+++ DATA ROWS
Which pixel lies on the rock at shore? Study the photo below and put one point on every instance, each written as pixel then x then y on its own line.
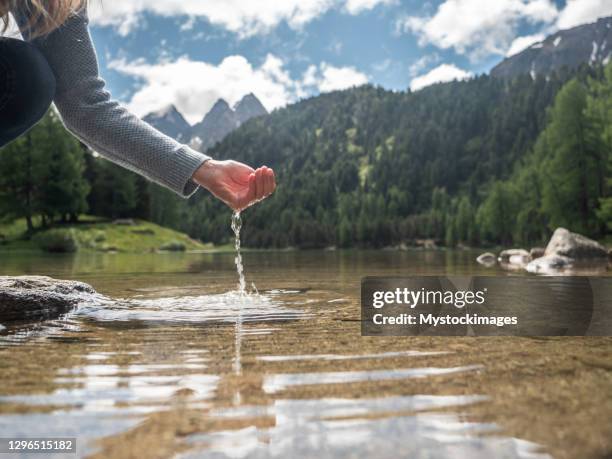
pixel 514 256
pixel 575 246
pixel 38 297
pixel 537 252
pixel 549 264
pixel 487 259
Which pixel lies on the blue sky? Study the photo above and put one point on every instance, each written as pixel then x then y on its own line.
pixel 191 52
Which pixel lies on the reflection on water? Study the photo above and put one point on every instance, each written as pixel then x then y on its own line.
pixel 183 364
pixel 279 382
pixel 342 428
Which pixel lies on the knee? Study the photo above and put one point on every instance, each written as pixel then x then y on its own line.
pixel 30 85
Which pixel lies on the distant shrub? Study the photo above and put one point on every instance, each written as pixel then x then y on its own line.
pixel 174 246
pixel 57 241
pixel 146 231
pixel 99 236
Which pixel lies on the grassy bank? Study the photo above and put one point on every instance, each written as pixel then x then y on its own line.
pixel 94 234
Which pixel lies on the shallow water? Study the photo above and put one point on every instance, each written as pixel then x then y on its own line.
pixel 179 364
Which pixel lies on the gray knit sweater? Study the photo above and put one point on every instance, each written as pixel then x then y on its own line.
pixel 101 123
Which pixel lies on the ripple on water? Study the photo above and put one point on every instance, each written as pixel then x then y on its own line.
pixel 359 428
pixel 278 382
pixel 224 307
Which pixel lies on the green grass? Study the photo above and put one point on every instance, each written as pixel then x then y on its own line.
pixel 94 234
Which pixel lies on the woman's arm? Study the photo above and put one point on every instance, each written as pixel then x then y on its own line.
pixel 101 123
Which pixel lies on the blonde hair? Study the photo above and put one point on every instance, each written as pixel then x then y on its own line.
pixel 44 15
++++++
REQUIREMENTS: Reproduce the records verbatim from the line that contains "Which pixel lies on the knee?" through the line that contains "pixel 30 85", and nothing else.

SOLVED EXERCISE:
Which pixel lies on the knee? Study the photo above and put one point on every instance, each written as pixel then x then y on its own line.
pixel 30 85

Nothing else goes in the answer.